[Point-based annotation data]
....

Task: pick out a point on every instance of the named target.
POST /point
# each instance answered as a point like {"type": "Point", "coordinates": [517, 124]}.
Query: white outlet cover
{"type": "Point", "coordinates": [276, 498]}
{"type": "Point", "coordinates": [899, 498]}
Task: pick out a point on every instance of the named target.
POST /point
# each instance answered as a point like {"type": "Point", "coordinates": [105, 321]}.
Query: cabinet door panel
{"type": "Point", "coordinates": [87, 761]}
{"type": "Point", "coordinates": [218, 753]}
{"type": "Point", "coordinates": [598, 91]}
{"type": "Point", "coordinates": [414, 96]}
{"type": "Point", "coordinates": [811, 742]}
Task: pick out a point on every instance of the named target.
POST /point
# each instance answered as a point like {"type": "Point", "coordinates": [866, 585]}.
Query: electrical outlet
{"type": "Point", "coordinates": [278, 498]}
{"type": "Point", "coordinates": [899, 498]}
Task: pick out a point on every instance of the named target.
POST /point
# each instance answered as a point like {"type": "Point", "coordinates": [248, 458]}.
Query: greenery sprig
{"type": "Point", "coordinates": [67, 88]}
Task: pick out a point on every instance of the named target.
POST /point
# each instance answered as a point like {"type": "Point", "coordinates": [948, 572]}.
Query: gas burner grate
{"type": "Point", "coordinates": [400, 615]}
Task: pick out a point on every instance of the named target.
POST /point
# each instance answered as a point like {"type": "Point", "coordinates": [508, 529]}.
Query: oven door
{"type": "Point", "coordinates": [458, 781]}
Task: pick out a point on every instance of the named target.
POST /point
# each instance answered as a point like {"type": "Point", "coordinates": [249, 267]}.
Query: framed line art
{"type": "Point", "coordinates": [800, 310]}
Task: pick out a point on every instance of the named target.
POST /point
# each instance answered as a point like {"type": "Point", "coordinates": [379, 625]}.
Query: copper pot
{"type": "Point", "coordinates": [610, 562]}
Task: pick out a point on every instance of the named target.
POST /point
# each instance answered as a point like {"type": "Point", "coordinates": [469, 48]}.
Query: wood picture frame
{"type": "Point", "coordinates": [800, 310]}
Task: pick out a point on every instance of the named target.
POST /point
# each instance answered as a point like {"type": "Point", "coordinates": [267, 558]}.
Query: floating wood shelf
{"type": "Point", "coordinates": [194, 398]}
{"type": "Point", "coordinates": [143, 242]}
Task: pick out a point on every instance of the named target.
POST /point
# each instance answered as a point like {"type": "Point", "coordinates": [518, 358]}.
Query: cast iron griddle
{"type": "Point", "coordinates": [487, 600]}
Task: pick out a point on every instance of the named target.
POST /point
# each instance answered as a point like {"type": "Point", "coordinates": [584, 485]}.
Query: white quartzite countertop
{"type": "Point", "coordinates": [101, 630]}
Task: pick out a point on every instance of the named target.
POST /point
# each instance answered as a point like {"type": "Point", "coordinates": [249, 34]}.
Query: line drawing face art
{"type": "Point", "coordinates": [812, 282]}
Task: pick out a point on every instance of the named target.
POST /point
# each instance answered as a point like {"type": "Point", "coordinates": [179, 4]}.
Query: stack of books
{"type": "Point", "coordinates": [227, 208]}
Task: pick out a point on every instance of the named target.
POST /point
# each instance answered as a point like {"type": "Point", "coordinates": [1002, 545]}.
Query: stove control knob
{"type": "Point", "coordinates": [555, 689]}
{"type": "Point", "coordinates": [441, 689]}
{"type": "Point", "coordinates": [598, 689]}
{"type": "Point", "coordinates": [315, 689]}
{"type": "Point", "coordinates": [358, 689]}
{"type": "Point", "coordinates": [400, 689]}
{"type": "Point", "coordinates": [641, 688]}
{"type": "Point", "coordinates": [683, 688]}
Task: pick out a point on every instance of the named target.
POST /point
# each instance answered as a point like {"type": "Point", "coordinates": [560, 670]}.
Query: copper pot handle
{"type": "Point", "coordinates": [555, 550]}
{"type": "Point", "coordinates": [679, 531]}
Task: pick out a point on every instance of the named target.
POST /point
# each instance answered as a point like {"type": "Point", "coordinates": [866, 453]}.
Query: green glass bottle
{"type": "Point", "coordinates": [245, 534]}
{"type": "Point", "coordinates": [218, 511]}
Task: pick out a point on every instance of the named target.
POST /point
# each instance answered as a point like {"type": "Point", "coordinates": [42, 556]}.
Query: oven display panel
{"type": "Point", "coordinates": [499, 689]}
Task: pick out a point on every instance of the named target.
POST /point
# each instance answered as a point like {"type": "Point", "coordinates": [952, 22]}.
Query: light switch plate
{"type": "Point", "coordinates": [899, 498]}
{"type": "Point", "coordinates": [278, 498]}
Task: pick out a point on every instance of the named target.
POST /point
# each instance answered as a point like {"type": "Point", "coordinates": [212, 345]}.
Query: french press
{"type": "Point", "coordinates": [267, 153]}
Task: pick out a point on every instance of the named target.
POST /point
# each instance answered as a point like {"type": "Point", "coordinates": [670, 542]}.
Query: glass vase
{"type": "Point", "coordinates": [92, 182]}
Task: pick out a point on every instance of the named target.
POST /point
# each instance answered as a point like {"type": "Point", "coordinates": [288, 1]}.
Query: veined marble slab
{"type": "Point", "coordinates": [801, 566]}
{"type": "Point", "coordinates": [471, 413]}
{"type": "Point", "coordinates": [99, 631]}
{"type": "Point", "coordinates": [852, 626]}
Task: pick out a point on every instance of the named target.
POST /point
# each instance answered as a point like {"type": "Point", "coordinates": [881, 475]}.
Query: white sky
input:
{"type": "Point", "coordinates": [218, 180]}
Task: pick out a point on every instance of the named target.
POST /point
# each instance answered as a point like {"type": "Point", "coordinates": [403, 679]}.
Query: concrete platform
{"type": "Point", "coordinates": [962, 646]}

....

SHORT EXERCISE:
Please reproduce the entire listing, exactly as shown.

COMPLETE OUTPUT:
Task: pick out a point on every instance of the named target.
POST /point
# each instance answered as a point like {"type": "Point", "coordinates": [517, 124]}.
Query: white outlet cover
{"type": "Point", "coordinates": [276, 498]}
{"type": "Point", "coordinates": [899, 498]}
Task: pick out a point on every instance of the named target.
POST /point
# each instance answered as a point like {"type": "Point", "coordinates": [105, 321]}.
Query: cabinet door panel
{"type": "Point", "coordinates": [87, 761]}
{"type": "Point", "coordinates": [218, 753]}
{"type": "Point", "coordinates": [598, 91]}
{"type": "Point", "coordinates": [414, 96]}
{"type": "Point", "coordinates": [811, 742]}
Task: pick out a point on every instance of the named target.
POST /point
# each instance answered as a point like {"type": "Point", "coordinates": [866, 585]}.
Query: electrical outlet
{"type": "Point", "coordinates": [278, 498]}
{"type": "Point", "coordinates": [899, 498]}
Task: pick out a point on every instance of the named target.
POST /point
# each instance answered as a point like {"type": "Point", "coordinates": [248, 458]}.
Query: greenery sprig
{"type": "Point", "coordinates": [67, 88]}
Task: pick out a point on every instance of the named target.
POST /point
# each instance answered as a point like {"type": "Point", "coordinates": [948, 572]}.
Query: gas burner grate
{"type": "Point", "coordinates": [400, 615]}
Task: pick out a point on every instance of the named target.
POST /point
# each instance answered as a point like {"type": "Point", "coordinates": [508, 529]}.
Query: oven door
{"type": "Point", "coordinates": [458, 781]}
Task: pick out a point on every instance of the named target.
POST /point
# each instance answered as a point like {"type": "Point", "coordinates": [249, 267]}.
Query: framed line art
{"type": "Point", "coordinates": [800, 310]}
Task: pick out a point on every instance of the named target.
POST /point
# each instance answered as a point like {"type": "Point", "coordinates": [379, 625]}.
Query: copper pot
{"type": "Point", "coordinates": [610, 562]}
Task: pick out a point on every instance of the named target.
POST /point
# each instance answered as a point like {"type": "Point", "coordinates": [469, 48]}.
Query: wood picture frame
{"type": "Point", "coordinates": [800, 310]}
Task: pick out a point on every instance of the named target.
POST /point
# each instance answered as a point like {"type": "Point", "coordinates": [267, 558]}.
Query: floating wood shelf
{"type": "Point", "coordinates": [194, 398]}
{"type": "Point", "coordinates": [143, 242]}
Task: pick out a point on every instance of the named target.
POST /point
# each instance answered as a point like {"type": "Point", "coordinates": [518, 358]}.
Query: cast iron griddle
{"type": "Point", "coordinates": [487, 600]}
Task: pick out a point on every instance of the named target.
POST /point
# each instance answered as a point like {"type": "Point", "coordinates": [584, 485]}.
Query: white quartzite countertop
{"type": "Point", "coordinates": [101, 630]}
Task: pick out a point on every instance of the named target.
POST /point
# each instance answered as a point like {"type": "Point", "coordinates": [249, 34]}.
Query: line drawing face art
{"type": "Point", "coordinates": [812, 282]}
Task: pick out a point on every instance of the named target.
POST /point
# each instance answered as a point like {"type": "Point", "coordinates": [179, 4]}.
Query: stack of books
{"type": "Point", "coordinates": [227, 208]}
Task: pick out a point on every instance of the named target.
POST /point
# each instance answered as a point like {"type": "Point", "coordinates": [1002, 545]}.
Query: stove control knob
{"type": "Point", "coordinates": [555, 689]}
{"type": "Point", "coordinates": [441, 689]}
{"type": "Point", "coordinates": [598, 689]}
{"type": "Point", "coordinates": [315, 689]}
{"type": "Point", "coordinates": [358, 689]}
{"type": "Point", "coordinates": [400, 689]}
{"type": "Point", "coordinates": [641, 688]}
{"type": "Point", "coordinates": [683, 688]}
Task: pick out a point on every instance of the named target.
POST /point
# each instance answered as a point like {"type": "Point", "coordinates": [560, 670]}.
Query: copper pot handle
{"type": "Point", "coordinates": [555, 550]}
{"type": "Point", "coordinates": [679, 531]}
Task: pick out a point on every instance of the named target.
POST /point
# each instance answered as a point like {"type": "Point", "coordinates": [866, 453]}.
Query: green glass bottle
{"type": "Point", "coordinates": [245, 534]}
{"type": "Point", "coordinates": [218, 511]}
Task: pick out a point on every instance of the named target.
POST /point
# each instance answered as a point like {"type": "Point", "coordinates": [42, 556]}.
Query: oven display panel
{"type": "Point", "coordinates": [499, 689]}
Task: pick out a point on every instance of the named target.
POST /point
# each instance answered as a point like {"type": "Point", "coordinates": [952, 22]}.
Query: light switch plate
{"type": "Point", "coordinates": [899, 498]}
{"type": "Point", "coordinates": [278, 498]}
Task: pick out a point on every instance of the named target.
POST /point
# each instance answered as a point like {"type": "Point", "coordinates": [212, 345]}.
Query: french press
{"type": "Point", "coordinates": [267, 153]}
Task: pick out a point on every instance of the named target.
POST /point
# each instance answered as a point like {"type": "Point", "coordinates": [670, 542]}.
Query: glass vase
{"type": "Point", "coordinates": [92, 182]}
Task: pick out a point on every instance of the named target.
POST /point
# each instance answered as a point like {"type": "Point", "coordinates": [288, 1]}.
Query: veined marble slab
{"type": "Point", "coordinates": [801, 566]}
{"type": "Point", "coordinates": [471, 413]}
{"type": "Point", "coordinates": [99, 631]}
{"type": "Point", "coordinates": [852, 626]}
Task: pick out a point on every instance of the named target.
POST /point
# each instance answered as a point like {"type": "Point", "coordinates": [881, 475]}.
Query: white sky
input:
{"type": "Point", "coordinates": [218, 180]}
Task: pick out a point on every instance of the named target.
POST /point
# each instance answered as a point like {"type": "Point", "coordinates": [403, 679]}.
Query: concrete platform
{"type": "Point", "coordinates": [962, 646]}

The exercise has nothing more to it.